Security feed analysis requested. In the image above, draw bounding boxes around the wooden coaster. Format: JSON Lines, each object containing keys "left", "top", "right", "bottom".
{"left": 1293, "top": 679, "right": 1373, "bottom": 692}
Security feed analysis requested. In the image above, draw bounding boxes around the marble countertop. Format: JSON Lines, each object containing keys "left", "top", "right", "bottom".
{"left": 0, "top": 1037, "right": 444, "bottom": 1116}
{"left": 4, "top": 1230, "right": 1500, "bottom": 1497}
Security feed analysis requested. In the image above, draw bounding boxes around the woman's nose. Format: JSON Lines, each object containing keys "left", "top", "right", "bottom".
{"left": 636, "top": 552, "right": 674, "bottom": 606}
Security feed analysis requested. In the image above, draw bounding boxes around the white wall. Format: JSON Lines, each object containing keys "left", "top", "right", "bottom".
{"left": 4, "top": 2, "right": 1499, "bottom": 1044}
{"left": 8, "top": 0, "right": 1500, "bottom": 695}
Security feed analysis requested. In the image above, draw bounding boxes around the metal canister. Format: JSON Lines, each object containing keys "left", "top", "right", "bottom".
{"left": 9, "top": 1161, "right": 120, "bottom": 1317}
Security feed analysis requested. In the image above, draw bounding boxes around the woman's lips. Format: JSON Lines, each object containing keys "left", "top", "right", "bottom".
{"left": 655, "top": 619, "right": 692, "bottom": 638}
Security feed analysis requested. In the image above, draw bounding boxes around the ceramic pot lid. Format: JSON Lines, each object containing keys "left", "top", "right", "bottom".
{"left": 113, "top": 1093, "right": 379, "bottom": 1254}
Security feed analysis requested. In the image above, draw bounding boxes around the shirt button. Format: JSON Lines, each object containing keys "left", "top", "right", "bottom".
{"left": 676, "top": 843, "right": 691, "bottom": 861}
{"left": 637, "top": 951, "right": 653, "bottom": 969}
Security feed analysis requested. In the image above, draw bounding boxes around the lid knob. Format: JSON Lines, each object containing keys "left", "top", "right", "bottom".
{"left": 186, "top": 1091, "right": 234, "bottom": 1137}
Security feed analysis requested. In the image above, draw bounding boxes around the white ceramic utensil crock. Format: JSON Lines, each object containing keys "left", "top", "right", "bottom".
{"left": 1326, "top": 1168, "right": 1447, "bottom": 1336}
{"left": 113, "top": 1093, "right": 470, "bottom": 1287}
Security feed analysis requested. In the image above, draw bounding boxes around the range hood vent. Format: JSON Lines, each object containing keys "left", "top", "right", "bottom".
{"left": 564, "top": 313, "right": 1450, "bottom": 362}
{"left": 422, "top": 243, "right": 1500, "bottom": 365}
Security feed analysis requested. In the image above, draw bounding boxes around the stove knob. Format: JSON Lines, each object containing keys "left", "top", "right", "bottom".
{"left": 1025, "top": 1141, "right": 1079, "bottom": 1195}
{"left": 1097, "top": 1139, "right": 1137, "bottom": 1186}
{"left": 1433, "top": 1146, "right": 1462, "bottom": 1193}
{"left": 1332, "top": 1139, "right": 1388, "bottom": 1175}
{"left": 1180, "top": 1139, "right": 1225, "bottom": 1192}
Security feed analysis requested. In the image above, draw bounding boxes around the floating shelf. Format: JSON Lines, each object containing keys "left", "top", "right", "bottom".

━━━━━━

**Your instructions:** Each entry above needs to be duplicated exactly.

**Answer to this problem:**
Security feed analysis requested. In the image above, draw bounding boxes around the wooden coaster. Format: JSON Lines, each object containing keys "left", "top", "right", "bottom".
{"left": 1293, "top": 679, "right": 1373, "bottom": 692}
Security feed analysis requested. In the image above, draw bounding boxes around the marble countertop. Format: JSON Lines, each object containing keys "left", "top", "right", "bottom".
{"left": 0, "top": 1037, "right": 444, "bottom": 1116}
{"left": 4, "top": 1230, "right": 1500, "bottom": 1497}
Security feed analysis requested. In the image above, draw bounding boxes around the woman's nose. Format: JSON Lines, each object containing keys "left", "top", "right", "bottom".
{"left": 636, "top": 552, "right": 674, "bottom": 606}
Security feed analysis requested. In the image above, draw bounding boxes around the white wall. Format: JSON Lines, each object containing keys "left", "top", "right", "bottom".
{"left": 4, "top": 2, "right": 1499, "bottom": 1044}
{"left": 8, "top": 0, "right": 1500, "bottom": 695}
Security feed analysis requested. In the image above, draw bounding boxes around the metal canister. Format: JSON Lines, each object containing keys "left", "top", "right", "bottom".
{"left": 9, "top": 1161, "right": 120, "bottom": 1317}
Security feed analysis requested. In the image above, draw bounding boxes around the woman's lips. Format: JSON Lines, each object containing keys "left", "top", "right", "bottom".
{"left": 655, "top": 619, "right": 692, "bottom": 638}
Security feed analysis requested. In the image above, draw bounding boxes around the ceramic pot lid. Format: JSON Lines, each object containing keys "left", "top", "right", "bottom".
{"left": 113, "top": 1093, "right": 379, "bottom": 1254}
Security feed analysis requested. In the image above, draw bounding boxes around the shirt button. Format: JSON Lines, each object containing keys "left", "top", "right", "bottom".
{"left": 676, "top": 843, "right": 691, "bottom": 861}
{"left": 637, "top": 951, "right": 653, "bottom": 969}
Security feed analysis requested. In the image above, draw bounding boxes around the lid knob. Format: JSON Lines, each object containing keys "left", "top", "right", "bottom".
{"left": 186, "top": 1091, "right": 234, "bottom": 1137}
Security feed analysis requested. In the image above, draw bounding boxes around the white ceramic utensil crock. Format: JSON Lines, each object containing keys "left", "top", "right", "bottom".
{"left": 1326, "top": 1168, "right": 1447, "bottom": 1336}
{"left": 113, "top": 1093, "right": 470, "bottom": 1287}
Security feed analysis requested. In the image above, draw bounding boxes around the range hood vent. Format: JSON Lines, each object containing keys "left", "top", "right", "bottom".
{"left": 564, "top": 313, "right": 1450, "bottom": 362}
{"left": 422, "top": 243, "right": 1500, "bottom": 365}
Security feed analysis requested. In the image above, draw bounding boxes around the stove knob. Format: JSON Lines, each object containing keys "left", "top", "right", "bottom".
{"left": 1025, "top": 1141, "right": 1079, "bottom": 1195}
{"left": 1097, "top": 1139, "right": 1137, "bottom": 1186}
{"left": 1433, "top": 1146, "right": 1462, "bottom": 1193}
{"left": 1332, "top": 1139, "right": 1388, "bottom": 1175}
{"left": 1180, "top": 1139, "right": 1225, "bottom": 1192}
Security feed analysis requested. In the image above, draw bounding boxes around the floating shelf. Format: JSON Lines, each object containing keys "left", "top", "right", "bottom".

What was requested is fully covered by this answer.